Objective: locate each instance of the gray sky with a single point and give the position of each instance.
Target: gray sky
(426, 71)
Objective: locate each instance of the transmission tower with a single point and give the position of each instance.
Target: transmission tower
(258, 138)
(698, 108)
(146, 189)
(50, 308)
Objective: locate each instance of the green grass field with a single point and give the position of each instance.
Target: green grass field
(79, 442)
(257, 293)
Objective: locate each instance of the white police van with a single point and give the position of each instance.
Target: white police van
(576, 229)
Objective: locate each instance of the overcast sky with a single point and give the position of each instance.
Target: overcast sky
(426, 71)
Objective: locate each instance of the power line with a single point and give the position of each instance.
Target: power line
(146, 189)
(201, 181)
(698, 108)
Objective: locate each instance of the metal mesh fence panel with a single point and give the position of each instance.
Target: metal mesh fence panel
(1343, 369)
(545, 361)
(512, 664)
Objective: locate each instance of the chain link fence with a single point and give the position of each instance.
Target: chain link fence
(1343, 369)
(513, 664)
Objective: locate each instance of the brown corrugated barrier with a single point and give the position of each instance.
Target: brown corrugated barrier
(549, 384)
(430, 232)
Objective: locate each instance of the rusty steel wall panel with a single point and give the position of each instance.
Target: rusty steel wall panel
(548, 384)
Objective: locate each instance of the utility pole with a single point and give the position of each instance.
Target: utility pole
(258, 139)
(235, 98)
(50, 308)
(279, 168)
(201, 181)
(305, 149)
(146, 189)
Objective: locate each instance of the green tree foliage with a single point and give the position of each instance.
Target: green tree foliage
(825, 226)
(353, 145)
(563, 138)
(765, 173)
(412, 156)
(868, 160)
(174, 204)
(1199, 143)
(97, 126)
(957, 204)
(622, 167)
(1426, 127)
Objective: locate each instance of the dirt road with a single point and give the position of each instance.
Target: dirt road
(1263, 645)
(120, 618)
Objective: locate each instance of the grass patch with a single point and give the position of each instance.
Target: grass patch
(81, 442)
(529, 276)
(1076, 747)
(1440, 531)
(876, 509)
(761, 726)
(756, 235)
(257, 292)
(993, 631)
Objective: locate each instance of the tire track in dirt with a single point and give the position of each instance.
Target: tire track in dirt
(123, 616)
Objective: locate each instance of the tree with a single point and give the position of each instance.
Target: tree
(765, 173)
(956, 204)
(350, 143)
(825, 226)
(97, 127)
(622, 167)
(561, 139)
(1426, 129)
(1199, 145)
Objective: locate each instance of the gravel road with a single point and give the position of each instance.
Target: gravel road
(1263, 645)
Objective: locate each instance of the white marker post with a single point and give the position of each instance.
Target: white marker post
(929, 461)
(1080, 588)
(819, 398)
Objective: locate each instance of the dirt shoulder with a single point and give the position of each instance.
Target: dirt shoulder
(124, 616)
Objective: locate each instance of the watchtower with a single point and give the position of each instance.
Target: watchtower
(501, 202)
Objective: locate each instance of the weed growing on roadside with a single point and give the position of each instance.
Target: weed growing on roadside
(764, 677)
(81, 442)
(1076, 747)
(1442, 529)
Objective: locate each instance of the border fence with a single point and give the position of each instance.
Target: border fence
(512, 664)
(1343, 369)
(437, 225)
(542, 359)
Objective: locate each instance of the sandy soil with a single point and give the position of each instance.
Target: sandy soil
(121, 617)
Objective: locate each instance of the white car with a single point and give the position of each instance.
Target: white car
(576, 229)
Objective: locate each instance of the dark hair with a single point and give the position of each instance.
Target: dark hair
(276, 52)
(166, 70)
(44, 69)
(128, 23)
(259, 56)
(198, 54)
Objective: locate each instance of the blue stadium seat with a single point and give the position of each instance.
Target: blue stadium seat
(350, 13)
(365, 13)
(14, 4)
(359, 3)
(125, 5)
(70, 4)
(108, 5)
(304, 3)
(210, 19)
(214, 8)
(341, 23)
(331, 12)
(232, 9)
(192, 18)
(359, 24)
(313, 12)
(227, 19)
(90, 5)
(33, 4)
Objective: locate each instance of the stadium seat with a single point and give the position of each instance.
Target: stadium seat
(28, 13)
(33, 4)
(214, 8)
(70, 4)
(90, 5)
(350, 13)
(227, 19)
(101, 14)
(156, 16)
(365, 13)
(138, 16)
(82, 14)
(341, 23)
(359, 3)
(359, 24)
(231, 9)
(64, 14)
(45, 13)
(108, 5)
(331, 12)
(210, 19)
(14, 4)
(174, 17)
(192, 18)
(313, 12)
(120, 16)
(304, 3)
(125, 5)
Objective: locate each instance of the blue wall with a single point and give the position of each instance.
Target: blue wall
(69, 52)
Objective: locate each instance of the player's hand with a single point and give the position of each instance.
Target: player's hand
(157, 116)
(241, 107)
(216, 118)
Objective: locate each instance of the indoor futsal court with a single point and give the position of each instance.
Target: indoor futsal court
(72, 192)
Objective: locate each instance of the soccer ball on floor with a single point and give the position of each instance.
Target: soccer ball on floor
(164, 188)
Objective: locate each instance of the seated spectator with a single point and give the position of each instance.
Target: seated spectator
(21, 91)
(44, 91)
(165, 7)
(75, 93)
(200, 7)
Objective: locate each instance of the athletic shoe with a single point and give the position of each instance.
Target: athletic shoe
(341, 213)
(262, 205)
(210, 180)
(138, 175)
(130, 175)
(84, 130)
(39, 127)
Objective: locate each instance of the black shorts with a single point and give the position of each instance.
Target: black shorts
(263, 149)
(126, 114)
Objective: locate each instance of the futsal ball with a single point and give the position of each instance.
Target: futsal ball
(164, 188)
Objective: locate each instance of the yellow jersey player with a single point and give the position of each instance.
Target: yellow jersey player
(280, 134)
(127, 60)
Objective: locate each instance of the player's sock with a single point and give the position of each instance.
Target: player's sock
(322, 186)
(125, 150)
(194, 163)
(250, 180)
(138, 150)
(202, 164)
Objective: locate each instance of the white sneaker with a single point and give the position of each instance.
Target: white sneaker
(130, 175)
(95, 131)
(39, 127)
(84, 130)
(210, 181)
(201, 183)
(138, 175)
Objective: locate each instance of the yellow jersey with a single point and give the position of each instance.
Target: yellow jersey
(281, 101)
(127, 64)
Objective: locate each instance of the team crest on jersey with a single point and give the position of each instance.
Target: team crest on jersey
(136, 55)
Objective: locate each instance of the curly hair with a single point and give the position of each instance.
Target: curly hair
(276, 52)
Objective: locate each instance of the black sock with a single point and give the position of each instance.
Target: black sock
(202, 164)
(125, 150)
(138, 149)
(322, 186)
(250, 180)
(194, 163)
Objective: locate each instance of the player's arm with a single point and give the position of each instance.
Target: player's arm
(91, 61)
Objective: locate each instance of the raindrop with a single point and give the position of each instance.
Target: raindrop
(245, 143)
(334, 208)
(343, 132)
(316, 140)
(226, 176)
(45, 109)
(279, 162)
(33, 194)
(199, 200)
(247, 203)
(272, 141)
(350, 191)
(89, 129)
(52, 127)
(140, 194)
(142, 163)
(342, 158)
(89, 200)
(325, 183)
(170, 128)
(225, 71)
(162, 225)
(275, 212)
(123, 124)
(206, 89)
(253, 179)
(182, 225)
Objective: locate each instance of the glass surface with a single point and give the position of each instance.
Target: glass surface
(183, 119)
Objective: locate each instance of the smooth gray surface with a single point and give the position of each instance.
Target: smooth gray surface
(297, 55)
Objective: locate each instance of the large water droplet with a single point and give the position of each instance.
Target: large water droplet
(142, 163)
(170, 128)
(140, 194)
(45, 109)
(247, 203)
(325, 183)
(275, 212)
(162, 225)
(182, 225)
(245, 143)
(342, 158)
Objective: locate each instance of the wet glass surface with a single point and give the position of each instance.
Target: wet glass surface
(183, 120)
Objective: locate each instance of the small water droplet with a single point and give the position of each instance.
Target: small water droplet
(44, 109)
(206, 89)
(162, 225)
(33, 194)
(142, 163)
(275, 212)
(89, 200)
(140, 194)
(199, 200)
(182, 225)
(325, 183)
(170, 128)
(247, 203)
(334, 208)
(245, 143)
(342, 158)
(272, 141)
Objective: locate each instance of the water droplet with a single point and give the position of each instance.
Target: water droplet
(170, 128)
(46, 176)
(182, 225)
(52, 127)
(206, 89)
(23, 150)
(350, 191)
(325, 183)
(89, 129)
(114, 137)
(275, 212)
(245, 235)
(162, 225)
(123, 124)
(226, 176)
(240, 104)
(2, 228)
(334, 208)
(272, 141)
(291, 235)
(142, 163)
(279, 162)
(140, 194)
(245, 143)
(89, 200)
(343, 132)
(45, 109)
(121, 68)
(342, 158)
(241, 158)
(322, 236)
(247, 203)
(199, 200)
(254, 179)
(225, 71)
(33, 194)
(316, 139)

- What is needed:
Your task is to restate, word for word, only those lines above that fall between the line holding "Objective: locate each instance of the indoor" and the line holding "Objective: locate each instance of the athletic", inclusive.

- Solution for this problem:
Objective: locate each instance of the indoor futsal court with a single point and give the position of each instance.
Target: indoor futsal court
(72, 192)
Objective: locate each instance of the soccer ball on floor with a single point and give the position of each instance.
Target: soccer ball on floor
(164, 188)
Objective: locate each instance of the seated spectator with a single point and give the position of each instance.
Target: seated spectator
(21, 91)
(44, 91)
(165, 7)
(75, 93)
(200, 7)
Objective: locate each instance of the athletic shoe with a single point and give the position of each instance.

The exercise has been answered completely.